**To be done**
Reproduce only the data from the line containing "of the ceiling" through the end, inclusive, replacing "ceiling fan light fixture" with "overhead fan lamp" and leaving everything else unchanged.

########

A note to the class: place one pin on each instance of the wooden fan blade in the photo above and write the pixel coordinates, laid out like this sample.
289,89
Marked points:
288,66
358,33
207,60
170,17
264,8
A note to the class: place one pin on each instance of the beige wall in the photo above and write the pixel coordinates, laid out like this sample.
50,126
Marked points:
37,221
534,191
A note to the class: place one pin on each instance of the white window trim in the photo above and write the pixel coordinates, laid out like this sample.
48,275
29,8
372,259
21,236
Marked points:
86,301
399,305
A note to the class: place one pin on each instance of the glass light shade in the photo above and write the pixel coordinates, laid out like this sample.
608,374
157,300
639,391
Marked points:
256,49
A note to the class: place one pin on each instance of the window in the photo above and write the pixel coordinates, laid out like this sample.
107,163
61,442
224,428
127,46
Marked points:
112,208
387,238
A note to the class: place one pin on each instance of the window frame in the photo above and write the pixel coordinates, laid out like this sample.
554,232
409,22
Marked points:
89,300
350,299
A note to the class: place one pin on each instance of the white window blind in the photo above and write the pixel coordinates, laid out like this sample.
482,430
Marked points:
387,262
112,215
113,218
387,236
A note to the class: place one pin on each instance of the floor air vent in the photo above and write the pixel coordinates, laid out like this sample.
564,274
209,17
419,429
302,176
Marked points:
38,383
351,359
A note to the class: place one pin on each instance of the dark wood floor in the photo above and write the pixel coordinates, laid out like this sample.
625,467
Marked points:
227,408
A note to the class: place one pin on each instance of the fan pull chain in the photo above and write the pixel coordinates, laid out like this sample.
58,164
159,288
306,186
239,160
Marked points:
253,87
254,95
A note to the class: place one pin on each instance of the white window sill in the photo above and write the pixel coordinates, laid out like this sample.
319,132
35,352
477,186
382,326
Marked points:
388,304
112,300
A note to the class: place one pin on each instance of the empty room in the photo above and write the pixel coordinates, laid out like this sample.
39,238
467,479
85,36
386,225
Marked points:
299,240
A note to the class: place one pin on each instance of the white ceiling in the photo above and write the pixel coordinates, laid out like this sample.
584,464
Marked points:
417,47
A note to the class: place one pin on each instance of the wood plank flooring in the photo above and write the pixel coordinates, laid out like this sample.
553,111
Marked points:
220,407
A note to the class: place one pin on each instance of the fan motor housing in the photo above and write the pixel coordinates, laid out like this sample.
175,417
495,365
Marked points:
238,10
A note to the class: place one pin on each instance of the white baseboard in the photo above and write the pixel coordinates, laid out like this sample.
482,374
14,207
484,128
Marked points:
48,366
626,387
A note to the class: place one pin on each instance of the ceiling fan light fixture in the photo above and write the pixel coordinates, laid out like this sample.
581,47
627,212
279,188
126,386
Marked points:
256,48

########

**Task solution**
A note to the class: place one pin on each instance of the overhead fan lamp in the photo above and write the pixel coordinates, laid out like this sample.
581,47
627,212
279,188
126,386
Marked points:
256,48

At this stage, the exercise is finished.